> [Region pointing data]:
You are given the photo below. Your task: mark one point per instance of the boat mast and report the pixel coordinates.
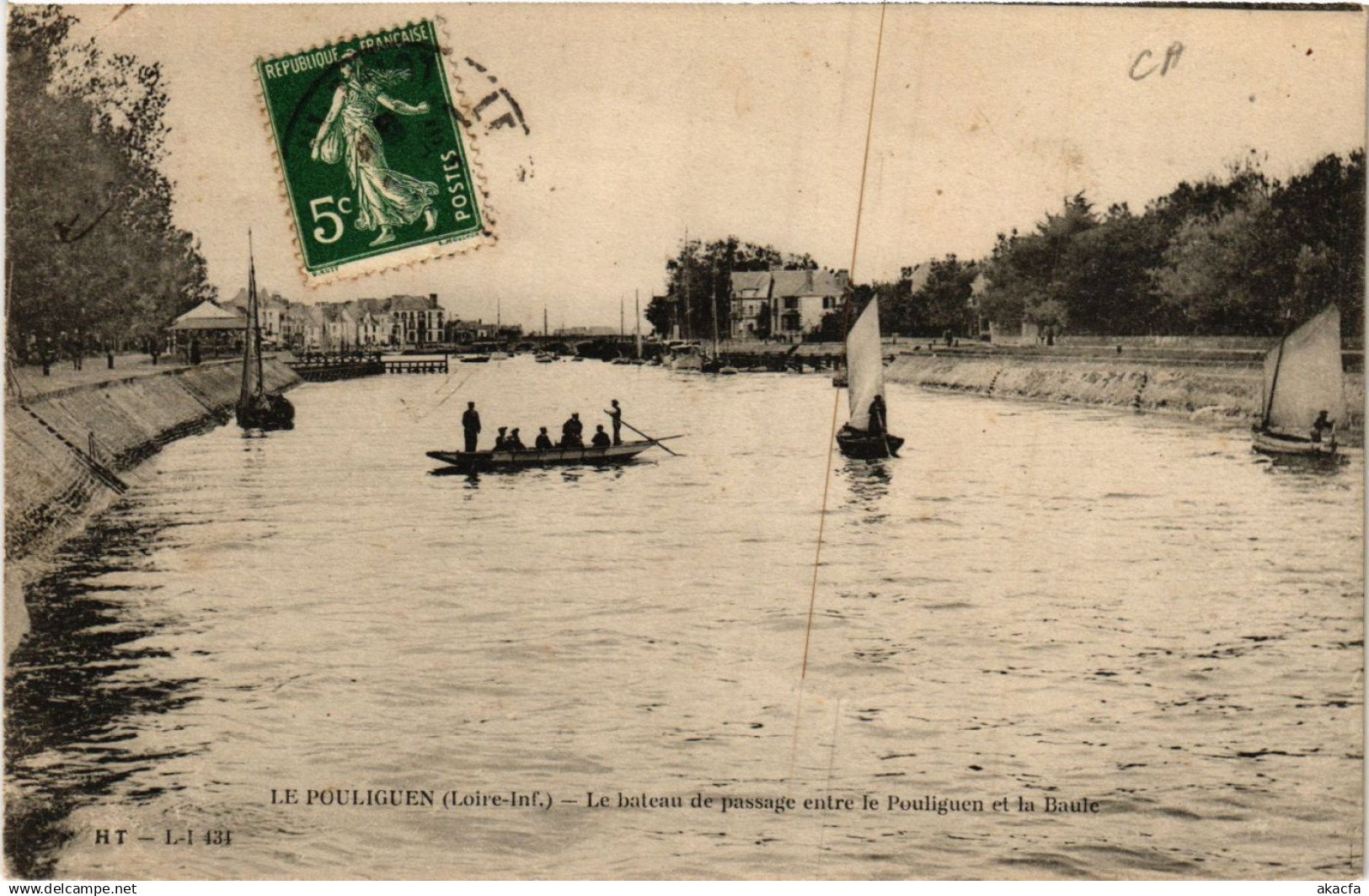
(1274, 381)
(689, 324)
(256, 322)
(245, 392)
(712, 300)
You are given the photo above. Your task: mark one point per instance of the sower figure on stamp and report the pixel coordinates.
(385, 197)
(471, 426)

> [REQUIREMENT]: All of the records above should be written out exactly, with the pictures left out.

> [ANSWER TO THE PROBLEM]:
You are given the photo below. Your task: mark one point per instance of the boat mast and report the pixel coordinates.
(1274, 381)
(689, 324)
(256, 322)
(245, 392)
(712, 300)
You are given the photo above. Your task: mark one point per instance of the sower figure on stamp and report the pixel coordinates.
(385, 197)
(471, 426)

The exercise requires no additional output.